WRITTEN TASK
Which lines of the listing below contain the word "positive", matched with case counting? Copy each of those lines in full.

RECORDS FOR THE TASK
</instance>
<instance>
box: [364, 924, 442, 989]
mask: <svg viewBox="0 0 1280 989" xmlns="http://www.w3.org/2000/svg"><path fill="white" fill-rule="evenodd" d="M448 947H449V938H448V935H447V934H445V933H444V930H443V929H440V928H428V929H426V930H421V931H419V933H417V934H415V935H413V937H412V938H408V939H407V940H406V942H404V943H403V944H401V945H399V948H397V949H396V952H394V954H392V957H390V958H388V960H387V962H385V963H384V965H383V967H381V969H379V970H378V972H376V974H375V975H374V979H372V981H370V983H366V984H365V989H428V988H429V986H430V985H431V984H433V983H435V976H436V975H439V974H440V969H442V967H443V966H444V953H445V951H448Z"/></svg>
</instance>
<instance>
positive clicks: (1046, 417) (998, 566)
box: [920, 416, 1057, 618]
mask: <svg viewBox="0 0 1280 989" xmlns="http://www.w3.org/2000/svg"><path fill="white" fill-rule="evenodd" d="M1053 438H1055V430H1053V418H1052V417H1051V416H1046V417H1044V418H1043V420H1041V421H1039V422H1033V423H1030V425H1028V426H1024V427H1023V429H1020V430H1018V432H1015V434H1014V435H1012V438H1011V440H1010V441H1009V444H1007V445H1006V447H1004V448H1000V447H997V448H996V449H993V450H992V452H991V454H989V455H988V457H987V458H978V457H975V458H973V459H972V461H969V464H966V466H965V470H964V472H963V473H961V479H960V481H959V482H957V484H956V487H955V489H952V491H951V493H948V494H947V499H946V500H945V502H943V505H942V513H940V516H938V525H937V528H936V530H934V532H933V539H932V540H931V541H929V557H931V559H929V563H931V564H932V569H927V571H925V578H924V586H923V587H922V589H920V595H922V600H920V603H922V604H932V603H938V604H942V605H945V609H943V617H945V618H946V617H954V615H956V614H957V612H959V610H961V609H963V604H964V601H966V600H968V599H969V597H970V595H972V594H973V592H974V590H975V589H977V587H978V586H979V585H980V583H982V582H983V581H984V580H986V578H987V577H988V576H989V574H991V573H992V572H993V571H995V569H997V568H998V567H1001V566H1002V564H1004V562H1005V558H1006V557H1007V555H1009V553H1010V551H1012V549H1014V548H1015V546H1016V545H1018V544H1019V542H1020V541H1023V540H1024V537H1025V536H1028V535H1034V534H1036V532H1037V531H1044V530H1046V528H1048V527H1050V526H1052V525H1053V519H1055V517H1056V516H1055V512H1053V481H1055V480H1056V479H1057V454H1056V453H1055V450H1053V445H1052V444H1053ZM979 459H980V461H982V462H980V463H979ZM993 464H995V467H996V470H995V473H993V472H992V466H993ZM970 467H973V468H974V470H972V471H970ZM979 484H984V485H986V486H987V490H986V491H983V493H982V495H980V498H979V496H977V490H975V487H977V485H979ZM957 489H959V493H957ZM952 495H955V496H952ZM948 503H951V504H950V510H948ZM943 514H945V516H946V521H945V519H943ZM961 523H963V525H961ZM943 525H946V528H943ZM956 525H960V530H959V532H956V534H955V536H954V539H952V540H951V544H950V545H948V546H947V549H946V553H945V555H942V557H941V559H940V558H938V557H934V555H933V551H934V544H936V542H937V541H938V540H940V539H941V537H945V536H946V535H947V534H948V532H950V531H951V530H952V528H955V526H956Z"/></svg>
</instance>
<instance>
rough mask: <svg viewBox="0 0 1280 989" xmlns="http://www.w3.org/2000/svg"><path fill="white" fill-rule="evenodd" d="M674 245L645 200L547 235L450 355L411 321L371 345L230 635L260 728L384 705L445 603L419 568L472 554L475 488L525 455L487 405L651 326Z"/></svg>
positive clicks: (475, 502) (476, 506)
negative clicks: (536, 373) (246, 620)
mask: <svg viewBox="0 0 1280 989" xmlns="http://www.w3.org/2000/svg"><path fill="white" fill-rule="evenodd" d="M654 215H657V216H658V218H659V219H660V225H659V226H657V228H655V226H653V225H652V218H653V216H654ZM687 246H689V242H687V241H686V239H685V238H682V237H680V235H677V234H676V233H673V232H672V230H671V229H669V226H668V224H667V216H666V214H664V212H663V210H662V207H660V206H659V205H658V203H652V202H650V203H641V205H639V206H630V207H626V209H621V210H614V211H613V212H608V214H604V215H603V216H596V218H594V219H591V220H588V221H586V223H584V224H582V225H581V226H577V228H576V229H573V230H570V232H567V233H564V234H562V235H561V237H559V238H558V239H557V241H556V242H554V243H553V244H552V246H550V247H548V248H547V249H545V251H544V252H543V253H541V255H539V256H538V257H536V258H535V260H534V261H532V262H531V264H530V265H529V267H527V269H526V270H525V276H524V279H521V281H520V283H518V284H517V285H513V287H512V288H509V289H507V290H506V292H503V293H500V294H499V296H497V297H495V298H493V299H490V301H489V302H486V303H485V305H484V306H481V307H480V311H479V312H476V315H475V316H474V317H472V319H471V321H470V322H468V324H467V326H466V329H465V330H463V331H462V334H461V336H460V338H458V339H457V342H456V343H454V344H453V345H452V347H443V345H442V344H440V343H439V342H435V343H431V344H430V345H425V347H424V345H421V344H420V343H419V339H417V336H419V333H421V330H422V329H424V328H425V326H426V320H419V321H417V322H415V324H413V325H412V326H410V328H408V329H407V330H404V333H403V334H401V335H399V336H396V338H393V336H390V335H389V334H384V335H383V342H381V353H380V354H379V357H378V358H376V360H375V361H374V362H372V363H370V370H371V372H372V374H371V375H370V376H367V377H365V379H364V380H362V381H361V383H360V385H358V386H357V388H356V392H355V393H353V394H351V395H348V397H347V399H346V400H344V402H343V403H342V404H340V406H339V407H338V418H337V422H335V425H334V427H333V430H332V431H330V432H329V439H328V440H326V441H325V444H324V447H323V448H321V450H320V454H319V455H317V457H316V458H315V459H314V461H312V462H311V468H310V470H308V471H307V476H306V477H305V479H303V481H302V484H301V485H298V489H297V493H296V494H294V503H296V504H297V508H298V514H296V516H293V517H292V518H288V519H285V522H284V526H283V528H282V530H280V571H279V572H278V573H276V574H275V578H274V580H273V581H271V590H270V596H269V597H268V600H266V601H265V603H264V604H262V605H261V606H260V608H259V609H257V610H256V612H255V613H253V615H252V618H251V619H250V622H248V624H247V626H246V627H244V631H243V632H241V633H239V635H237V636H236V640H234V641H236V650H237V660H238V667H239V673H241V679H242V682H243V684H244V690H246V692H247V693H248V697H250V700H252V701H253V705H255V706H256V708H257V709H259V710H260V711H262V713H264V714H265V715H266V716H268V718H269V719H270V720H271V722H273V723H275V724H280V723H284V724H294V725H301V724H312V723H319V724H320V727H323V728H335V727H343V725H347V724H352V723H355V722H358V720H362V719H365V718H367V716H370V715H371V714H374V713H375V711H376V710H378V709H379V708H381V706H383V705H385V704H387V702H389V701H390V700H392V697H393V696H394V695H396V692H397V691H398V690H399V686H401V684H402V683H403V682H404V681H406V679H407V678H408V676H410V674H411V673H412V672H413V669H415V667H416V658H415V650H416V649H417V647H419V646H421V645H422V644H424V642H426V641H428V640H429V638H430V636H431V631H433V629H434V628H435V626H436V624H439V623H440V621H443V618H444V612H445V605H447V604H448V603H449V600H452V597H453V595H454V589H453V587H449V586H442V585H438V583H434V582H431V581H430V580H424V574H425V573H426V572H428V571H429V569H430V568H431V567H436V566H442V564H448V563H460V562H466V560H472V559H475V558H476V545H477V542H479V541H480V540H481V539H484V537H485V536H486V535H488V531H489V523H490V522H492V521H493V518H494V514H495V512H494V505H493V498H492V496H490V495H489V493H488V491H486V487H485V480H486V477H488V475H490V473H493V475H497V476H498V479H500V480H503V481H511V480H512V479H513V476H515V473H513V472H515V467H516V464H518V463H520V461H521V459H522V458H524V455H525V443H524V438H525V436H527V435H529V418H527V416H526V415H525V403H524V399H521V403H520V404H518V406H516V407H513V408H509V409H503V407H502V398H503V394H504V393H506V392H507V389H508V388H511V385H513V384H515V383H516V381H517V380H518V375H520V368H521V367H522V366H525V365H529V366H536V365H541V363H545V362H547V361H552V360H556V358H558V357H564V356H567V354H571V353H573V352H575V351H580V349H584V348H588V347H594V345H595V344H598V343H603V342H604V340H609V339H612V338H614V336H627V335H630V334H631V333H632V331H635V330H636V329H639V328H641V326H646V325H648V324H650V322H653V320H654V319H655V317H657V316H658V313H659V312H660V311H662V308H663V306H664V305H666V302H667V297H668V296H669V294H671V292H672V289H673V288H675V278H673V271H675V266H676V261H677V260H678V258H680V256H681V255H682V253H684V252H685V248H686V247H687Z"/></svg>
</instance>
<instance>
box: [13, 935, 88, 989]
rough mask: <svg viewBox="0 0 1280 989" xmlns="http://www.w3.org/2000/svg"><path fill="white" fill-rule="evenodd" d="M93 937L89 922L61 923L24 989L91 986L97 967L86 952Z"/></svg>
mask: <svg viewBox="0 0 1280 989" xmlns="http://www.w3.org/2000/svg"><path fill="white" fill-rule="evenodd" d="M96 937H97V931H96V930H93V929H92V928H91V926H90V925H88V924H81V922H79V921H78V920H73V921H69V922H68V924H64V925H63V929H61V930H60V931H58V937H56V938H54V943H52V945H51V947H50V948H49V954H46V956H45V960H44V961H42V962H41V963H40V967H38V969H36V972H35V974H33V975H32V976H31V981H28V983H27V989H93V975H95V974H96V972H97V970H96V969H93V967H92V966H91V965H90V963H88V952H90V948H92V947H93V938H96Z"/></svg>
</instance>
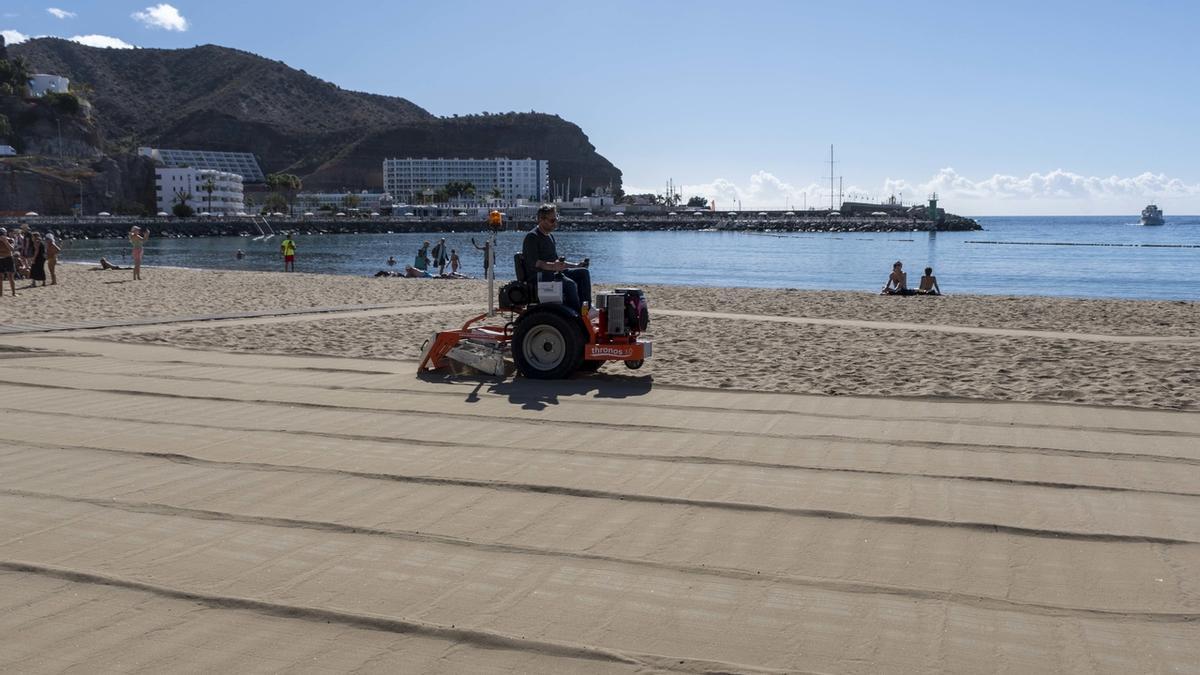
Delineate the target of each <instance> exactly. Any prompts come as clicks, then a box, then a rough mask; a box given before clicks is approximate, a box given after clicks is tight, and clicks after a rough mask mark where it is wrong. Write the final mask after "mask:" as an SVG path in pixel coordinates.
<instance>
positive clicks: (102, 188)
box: [0, 155, 155, 215]
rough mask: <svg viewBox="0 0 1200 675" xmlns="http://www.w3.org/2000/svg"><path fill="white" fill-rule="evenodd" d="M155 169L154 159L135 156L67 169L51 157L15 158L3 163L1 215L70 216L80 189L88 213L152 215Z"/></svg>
mask: <svg viewBox="0 0 1200 675" xmlns="http://www.w3.org/2000/svg"><path fill="white" fill-rule="evenodd" d="M154 171H155V166H154V160H150V159H149V157H139V156H134V155H119V156H115V157H108V156H106V157H101V159H98V160H95V161H92V162H86V163H76V165H66V166H60V165H59V163H58V161H56V160H52V159H50V157H41V159H32V157H17V159H16V160H10V161H6V162H0V213H4V211H7V213H12V214H24V213H26V211H30V210H32V211H36V213H40V214H42V215H64V214H70V213H71V210H72V209H73V208H74V205H76V204H78V203H79V195H80V187H82V189H83V190H82V191H83V209H84V213H86V214H91V215H95V214H96V213H100V211H108V213H113V214H148V213H152V211H151V210H150V209H152V208H154Z"/></svg>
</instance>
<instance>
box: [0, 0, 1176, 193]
mask: <svg viewBox="0 0 1200 675" xmlns="http://www.w3.org/2000/svg"><path fill="white" fill-rule="evenodd" d="M1198 28H1200V2H1195V1H1194V0H1193V1H1154V0H1147V1H1142V2H1133V1H1121V2H1116V1H1106V0H1092V1H1087V2H1085V1H1082V0H1079V1H1072V2H1068V1H1056V0H1043V1H1039V2H1033V1H1024V0H1012V1H1006V2H996V1H980V2H962V1H956V2H938V1H928V2H919V1H902V0H892V1H866V0H863V1H854V0H850V1H844V2H832V1H826V2H809V1H803V0H792V1H776V0H738V1H731V0H727V1H707V0H690V1H683V0H679V1H672V0H637V1H635V0H610V1H606V2H572V1H570V0H558V1H554V2H548V1H540V0H539V1H522V0H511V1H509V2H494V1H476V0H458V1H457V2H431V1H428V0H425V1H419V2H407V1H396V2H368V1H359V0H341V1H338V2H329V1H313V0H290V1H288V2H280V1H275V0H262V1H258V2H242V1H228V0H205V1H203V2H200V1H191V0H173V1H172V2H170V4H157V2H154V4H151V2H146V0H142V1H126V0H103V1H76V2H72V1H68V0H53V2H50V4H47V2H29V1H25V0H5V1H4V4H2V5H0V29H2V30H4V35H5V37H6V38H7V40H8V41H10V42H14V41H19V40H20V38H23V37H32V36H40V35H54V36H60V37H67V38H76V40H79V41H82V42H84V43H89V44H95V46H107V47H130V46H134V47H156V48H180V47H192V46H196V44H205V43H215V44H222V46H227V47H235V48H239V49H245V50H248V52H254V53H257V54H260V55H263V56H266V58H270V59H276V60H281V61H283V62H286V64H288V65H290V66H293V67H296V68H304V70H305V71H307V72H308V73H311V74H313V76H317V77H320V78H323V79H326V80H330V82H334V83H335V84H337V85H340V86H342V88H346V89H354V90H360V91H371V92H376V94H386V95H392V96H402V97H404V98H408V100H410V101H413V102H414V103H416V104H419V106H421V107H424V108H426V109H428V110H430V112H431V113H434V114H439V115H450V114H466V113H476V112H484V110H488V112H508V110H518V112H523V110H538V112H546V113H556V114H559V115H562V117H563V118H564V119H568V120H570V121H572V123H576V124H578V125H580V126H581V127H582V129H583V131H584V132H586V133H587V135H588V137H589V138H590V141H592V143H593V144H594V145H595V147H596V150H598V151H599V153H600V154H601V155H604V156H605V157H607V159H608V160H610V161H612V162H613V163H614V165H616V166H617V167H618V168H620V169H622V171H623V172H624V187H625V191H626V192H641V191H653V192H662V191H664V190H665V185H666V183H667V180H673V181H674V184H676V185H677V186H680V190H682V191H683V193H684V197H690V196H692V195H701V196H704V197H708V198H710V199H714V201H715V202H716V205H718V208H722V209H724V208H734V207H736V205H737V203H738V202H739V201H740V203H742V208H797V209H799V208H803V207H805V205H808V207H820V205H826V207H828V204H829V180H828V178H827V177H828V175H829V165H828V160H829V147H830V144H832V145H834V156H835V161H836V163H835V165H834V175H838V177H841V181H842V185H844V189H842V191H844V193H845V195H846V198H851V197H854V198H871V199H882V198H886V197H888V196H889V195H896V196H898V197H902V198H904V201H905V202H911V201H923V199H924V198H925V197H926V196H928V195H929V193H931V192H935V191H936V192H937V193H938V195H940V197H941V202H942V205H944V207H946V208H947V209H948V210H950V211H953V213H959V214H964V215H1037V214H1045V215H1074V214H1079V215H1086V214H1097V215H1099V214H1127V213H1132V214H1135V213H1138V211H1140V210H1141V208H1142V207H1144V205H1146V204H1147V203H1150V202H1156V203H1158V204H1159V205H1160V207H1162V208H1163V209H1164V210H1165V211H1166V213H1168V214H1172V213H1174V214H1184V213H1189V214H1200V162H1198V161H1196V159H1200V135H1198V133H1196V130H1195V127H1196V124H1195V120H1196V119H1198V117H1200V114H1198V112H1200V88H1198V86H1196V78H1198V73H1200V41H1198V40H1195V32H1196V29H1198Z"/></svg>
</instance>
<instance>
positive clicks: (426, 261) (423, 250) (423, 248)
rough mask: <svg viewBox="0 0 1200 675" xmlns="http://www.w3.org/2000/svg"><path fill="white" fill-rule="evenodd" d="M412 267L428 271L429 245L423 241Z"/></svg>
mask: <svg viewBox="0 0 1200 675" xmlns="http://www.w3.org/2000/svg"><path fill="white" fill-rule="evenodd" d="M413 267H415V268H416V269H419V270H421V271H428V270H430V243H428V241H425V243H424V244H421V247H420V249H419V250H418V251H416V259H415V261H413Z"/></svg>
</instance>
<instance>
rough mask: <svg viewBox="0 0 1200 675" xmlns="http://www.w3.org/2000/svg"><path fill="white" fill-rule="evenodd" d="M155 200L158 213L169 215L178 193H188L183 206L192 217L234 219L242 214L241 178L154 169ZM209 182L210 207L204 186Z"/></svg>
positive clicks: (227, 172)
mask: <svg viewBox="0 0 1200 675" xmlns="http://www.w3.org/2000/svg"><path fill="white" fill-rule="evenodd" d="M154 174H155V175H154V178H155V199H156V203H157V204H158V210H160V211H166V213H168V214H169V213H172V210H170V209H172V208H173V207H174V205H175V204H176V203H178V202H179V195H180V193H190V195H191V198H190V199H188V201H187V205H190V207H192V208H193V209H194V210H196V213H198V214H200V213H204V211H208V213H211V214H212V215H236V214H240V213H245V211H246V204H245V199H244V196H242V190H241V175H239V174H236V173H229V172H223V171H212V169H198V168H169V167H158V168H156V169H155V172H154ZM210 179H211V180H212V185H214V187H215V190H214V191H212V199H211V203H210V201H209V193H208V191H205V190H204V186H205V185H206V184H208V181H209V180H210Z"/></svg>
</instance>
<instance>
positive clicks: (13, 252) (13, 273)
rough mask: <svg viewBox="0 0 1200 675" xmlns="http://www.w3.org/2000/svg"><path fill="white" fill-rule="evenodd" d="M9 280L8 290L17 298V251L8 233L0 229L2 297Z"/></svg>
mask: <svg viewBox="0 0 1200 675" xmlns="http://www.w3.org/2000/svg"><path fill="white" fill-rule="evenodd" d="M5 279H7V280H8V289H10V291H12V295H13V298H16V297H17V281H16V279H17V250H16V249H14V247H13V244H12V239H10V238H8V231H7V229H5V228H2V227H0V295H4V280H5Z"/></svg>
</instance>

WRITTEN RESPONSE
positive clicks: (1046, 417) (998, 566)
positive clicks: (475, 502) (476, 506)
positive clicks: (102, 188)
positive clicks: (426, 261) (423, 250) (423, 248)
positive clicks: (227, 172)
positive clicks: (13, 252) (13, 273)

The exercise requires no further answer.